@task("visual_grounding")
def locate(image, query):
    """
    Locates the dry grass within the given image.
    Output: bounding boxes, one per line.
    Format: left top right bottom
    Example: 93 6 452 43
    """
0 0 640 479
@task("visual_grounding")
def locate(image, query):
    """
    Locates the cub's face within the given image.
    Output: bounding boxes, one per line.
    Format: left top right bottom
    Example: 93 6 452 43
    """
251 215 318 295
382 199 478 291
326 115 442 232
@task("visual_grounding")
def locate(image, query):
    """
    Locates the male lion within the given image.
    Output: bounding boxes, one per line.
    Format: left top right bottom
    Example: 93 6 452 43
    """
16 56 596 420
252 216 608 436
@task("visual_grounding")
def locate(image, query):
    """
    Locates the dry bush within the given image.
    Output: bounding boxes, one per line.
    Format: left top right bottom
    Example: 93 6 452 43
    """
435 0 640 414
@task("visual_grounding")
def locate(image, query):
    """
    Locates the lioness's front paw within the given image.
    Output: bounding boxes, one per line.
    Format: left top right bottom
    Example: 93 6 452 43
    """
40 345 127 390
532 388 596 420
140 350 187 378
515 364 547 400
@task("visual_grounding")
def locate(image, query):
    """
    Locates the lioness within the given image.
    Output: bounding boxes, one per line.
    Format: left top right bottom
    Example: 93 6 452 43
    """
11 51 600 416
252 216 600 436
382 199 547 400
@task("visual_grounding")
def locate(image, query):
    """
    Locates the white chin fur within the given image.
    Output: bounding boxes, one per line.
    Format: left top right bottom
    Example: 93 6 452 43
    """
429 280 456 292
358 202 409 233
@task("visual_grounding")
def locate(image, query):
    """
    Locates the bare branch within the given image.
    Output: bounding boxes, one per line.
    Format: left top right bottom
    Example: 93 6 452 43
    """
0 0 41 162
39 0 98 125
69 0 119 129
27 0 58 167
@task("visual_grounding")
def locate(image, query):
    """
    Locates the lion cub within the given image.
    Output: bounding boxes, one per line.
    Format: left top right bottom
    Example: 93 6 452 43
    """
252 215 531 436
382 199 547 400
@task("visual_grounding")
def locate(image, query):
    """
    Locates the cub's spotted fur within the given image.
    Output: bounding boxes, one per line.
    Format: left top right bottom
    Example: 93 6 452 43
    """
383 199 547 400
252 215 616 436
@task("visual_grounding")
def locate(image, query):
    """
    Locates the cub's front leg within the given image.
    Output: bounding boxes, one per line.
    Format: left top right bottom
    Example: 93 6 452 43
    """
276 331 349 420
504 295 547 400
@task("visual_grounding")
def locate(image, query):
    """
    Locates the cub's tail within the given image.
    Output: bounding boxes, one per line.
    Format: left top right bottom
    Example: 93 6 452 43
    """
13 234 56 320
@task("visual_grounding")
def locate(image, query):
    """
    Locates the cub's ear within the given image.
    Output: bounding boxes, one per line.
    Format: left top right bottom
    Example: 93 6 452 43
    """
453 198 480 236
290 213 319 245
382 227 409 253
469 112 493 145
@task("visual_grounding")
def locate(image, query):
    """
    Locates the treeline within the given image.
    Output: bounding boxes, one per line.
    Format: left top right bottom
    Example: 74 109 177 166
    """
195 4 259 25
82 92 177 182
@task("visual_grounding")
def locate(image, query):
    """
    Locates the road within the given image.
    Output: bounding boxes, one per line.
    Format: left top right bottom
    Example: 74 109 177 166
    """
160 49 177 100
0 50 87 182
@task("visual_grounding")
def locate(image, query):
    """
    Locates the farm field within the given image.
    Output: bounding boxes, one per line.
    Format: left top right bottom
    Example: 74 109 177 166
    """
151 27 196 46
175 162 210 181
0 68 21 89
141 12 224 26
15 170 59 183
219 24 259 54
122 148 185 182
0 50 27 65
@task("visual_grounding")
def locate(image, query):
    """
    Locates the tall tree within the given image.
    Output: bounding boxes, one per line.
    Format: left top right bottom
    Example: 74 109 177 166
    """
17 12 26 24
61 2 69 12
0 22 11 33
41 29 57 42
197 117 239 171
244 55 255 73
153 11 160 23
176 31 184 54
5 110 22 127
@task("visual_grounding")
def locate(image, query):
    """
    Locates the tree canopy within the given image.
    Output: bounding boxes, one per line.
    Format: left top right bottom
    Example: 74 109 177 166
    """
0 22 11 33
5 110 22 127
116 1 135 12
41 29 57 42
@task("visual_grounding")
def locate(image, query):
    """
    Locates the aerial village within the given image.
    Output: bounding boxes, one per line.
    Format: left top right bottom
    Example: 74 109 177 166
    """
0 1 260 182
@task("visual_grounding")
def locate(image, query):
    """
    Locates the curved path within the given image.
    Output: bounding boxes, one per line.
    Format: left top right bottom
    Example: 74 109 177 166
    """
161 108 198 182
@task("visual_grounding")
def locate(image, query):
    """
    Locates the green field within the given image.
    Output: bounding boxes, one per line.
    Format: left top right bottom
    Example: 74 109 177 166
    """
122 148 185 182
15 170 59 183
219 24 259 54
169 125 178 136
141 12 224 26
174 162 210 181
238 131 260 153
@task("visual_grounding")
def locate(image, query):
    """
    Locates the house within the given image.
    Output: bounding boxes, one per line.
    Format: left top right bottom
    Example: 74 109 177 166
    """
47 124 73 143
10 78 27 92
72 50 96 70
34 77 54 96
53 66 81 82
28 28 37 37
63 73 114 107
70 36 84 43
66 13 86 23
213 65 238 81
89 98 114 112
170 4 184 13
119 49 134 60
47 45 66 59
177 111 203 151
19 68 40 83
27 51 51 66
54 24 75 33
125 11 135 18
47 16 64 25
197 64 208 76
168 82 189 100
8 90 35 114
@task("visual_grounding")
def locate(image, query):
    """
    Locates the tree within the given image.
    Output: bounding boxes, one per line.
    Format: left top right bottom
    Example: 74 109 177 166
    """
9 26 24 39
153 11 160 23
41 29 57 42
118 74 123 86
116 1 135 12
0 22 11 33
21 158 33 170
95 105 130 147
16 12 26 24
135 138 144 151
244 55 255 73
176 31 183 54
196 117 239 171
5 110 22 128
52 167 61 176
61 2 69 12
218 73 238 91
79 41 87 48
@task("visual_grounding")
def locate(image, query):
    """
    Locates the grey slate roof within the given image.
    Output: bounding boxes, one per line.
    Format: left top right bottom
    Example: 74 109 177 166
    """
************
• _SET EXERCISE_:
Update all of the lines above so that "bounding boxes" becomes "box coordinates" wherever it appears, and leave everything else unchanged.

• _FULL SOLUTION_:
@task("visual_grounding")
def locate(image, query):
    """
    Locates the dry grass within the given image.
    Output: box coordinates, one per line.
    Format: left top right bottom
    Example: 93 6 452 43
    """
0 0 640 479
@task("visual_grounding")
def locate(image, query):
    """
    Locates the cub's face within the given image.
    Output: box coordinates, one per line.
    Format: left top right bottom
    Example: 93 6 452 43
    """
251 215 318 295
382 199 478 291
326 115 442 232
@task("visual_grounding")
def locate(image, query):
    """
    Locates the male lion within the given image.
    Output: box coordinates, one per line.
    Format: left top right bottom
    Example: 93 6 452 43
    """
16 56 596 420
252 216 608 436
@task("visual_grounding")
def locate(image, query):
    """
    Locates the dry bush within the given image.
    Output: box coordinates, one per line.
    Format: left top right bottom
    Example: 93 6 452 43
    """
435 0 640 414
@task("visual_grounding")
def locate(image, query):
    """
    Locates the lioness's front paw within the given image.
    Output: box coordinates, one per line.
    Format: left top right bottom
    Example: 93 6 452 43
    """
40 345 127 390
532 388 596 420
140 350 187 378
515 364 547 400
@task("visual_grounding")
def locate(image, query):
    """
    Locates the lioness within the given image.
    Output: box coordinates, one per line.
    Format: left top right bottom
    Example: 93 6 452 43
    """
11 51 600 416
252 216 600 436
382 199 547 400
@task("visual_grounding")
def locate(image, query):
    """
    Locates the white chin fur within the given image.
    Output: box coordinates, one per line.
    Format: left top right bottom
    Example: 93 6 452 43
    """
429 280 456 292
358 202 409 233
@task("visual_grounding")
def locate(image, query):
    """
    Locates the bare branch within the given image.
    Output: box coordinates, one per line.
    Format: left top right bottom
    Example: 93 6 452 43
    """
0 0 41 162
39 0 98 125
69 0 119 129
27 0 58 167
@task("visual_grounding")
def locate(image, query):
    """
    Locates the lion cub within the given image.
    Output: box coordinates, one per line.
    Format: left top right bottom
    Example: 93 6 452 43
    """
252 215 531 436
382 199 547 400
@task("visual_grounding")
def locate(image, query):
    """
    Locates the cub's spotted fur within the given image.
    Output: box coordinates, one per line.
    Format: left top right bottom
    Example: 93 6 452 43
    """
383 199 547 400
252 215 616 436
@task("visual_grounding")
def locate(image, query):
    """
    Locates the cub's front leg within the given image.
    Output: box coordinates, one per line.
    Format: left top right bottom
    Example: 93 6 452 43
    """
276 331 349 420
504 295 547 400
@task("visual_grounding")
def locate(image, query):
    """
    Locates the cub's tail within the given image.
    Output: box coordinates, one per line.
    Format: left top right bottom
    Example: 93 6 452 43
    """
13 234 56 320
@task("visual_grounding")
def locate(image, query):
    """
    Locates the cub's ear within the given image.
    Output: box coordinates, one per line.
    Format: left top right bottom
    Example: 93 6 452 43
    """
453 198 480 236
290 213 319 245
382 227 409 253
469 112 493 145
@task("visual_grounding")
def locate(image, query):
    """
    Locates the treeline within the given image.
    Output: box coordinates, one per line.
    Format: left top right bottom
    Example: 74 109 177 166
    """
195 4 259 25
82 92 177 182
@task("visual_grounding")
def locate(image, query):
    """
    Locates the road within the given image.
    Output: box coordinates, one per line.
    Format: left top right bottom
    Example: 74 109 177 166
    """
160 49 177 100
0 50 87 182
@task("visual_grounding")
def locate(image, query):
    """
    Locates the farm field within the given image.
    Output: box coordinates, one per line.
    Format: left top right bottom
    Example: 74 109 177 166
    """
151 27 196 46
175 162 210 181
0 68 21 89
141 12 224 26
15 170 59 183
219 24 259 54
122 148 185 182
0 50 27 65
@task("visual_grounding")
def locate(image, query):
    """
    Locates the tall tree within the given image.
    Output: box coordinates, one per line.
    Format: left top right bottom
    Example: 74 109 177 166
    """
17 12 26 24
61 2 69 12
0 22 11 33
41 29 57 42
197 117 239 171
244 55 255 73
153 11 160 23
176 31 184 54
5 110 22 127
@task("visual_grounding")
def locate(image, query):
    """
    Locates the tree canopy within the given image.
    Output: box coordinates, one per line.
    Format: left top right bottom
    Example: 74 109 177 166
    """
0 22 11 33
5 110 22 127
116 1 135 12
41 29 57 42
@task("visual_grounding")
def locate(image, query):
    """
    Locates the aerial village within the given image.
    Output: box coordinates, one per line.
    Format: left top right bottom
    Example: 74 109 177 166
    """
0 1 260 182
@task("visual_grounding")
def locate(image, query):
    """
    Locates the curved path within the given image.
    Output: box coordinates, one per line.
    Format: left top right bottom
    Example: 74 109 177 166
    """
161 108 198 182
@task("visual_grounding")
def locate(image, query):
    """
    Locates the green field within the given image.
    Output: box coordinates, one per line.
    Format: left top right bottom
    Example: 74 109 177 166
    """
122 148 185 182
15 170 59 183
219 24 259 54
169 125 178 136
141 12 224 26
174 162 210 181
238 131 260 153
@task("visual_grounding")
def locate(image, query):
    """
    Locates the house within the given image.
    Output: box coordinates, one per line.
    Format: left top right bottom
    Example: 74 109 177 166
    """
47 124 73 143
10 78 27 92
72 50 96 70
34 77 54 96
53 66 81 82
28 28 37 37
63 73 114 107
70 36 84 43
66 13 86 23
213 65 238 81
89 98 114 112
170 4 184 13
119 49 134 60
47 45 66 59
177 111 203 151
19 68 40 83
27 51 51 66
54 24 75 33
125 11 135 18
47 16 64 25
197 64 208 76
168 82 189 100
8 90 35 114
@task("visual_grounding")
def locate(image, query):
    """
    Locates the tree within the given image.
    Output: box coordinates, one per line.
    Format: left top right bottom
    Example: 74 109 177 166
    """
9 26 24 39
153 11 160 23
41 29 57 42
118 74 123 86
116 1 135 12
0 22 11 33
21 158 33 170
95 105 130 147
16 12 26 24
135 138 144 151
244 55 255 73
176 31 183 54
196 117 239 171
5 110 22 128
52 167 61 176
61 2 69 12
218 73 238 91
79 41 87 48
@task("visual_grounding")
def locate(image, query):
    """
    Locates the grey slate roof within the given image.
    Output: box coordinates, one per line.
    Format: left top right bottom
    Example: 74 109 177 166
    """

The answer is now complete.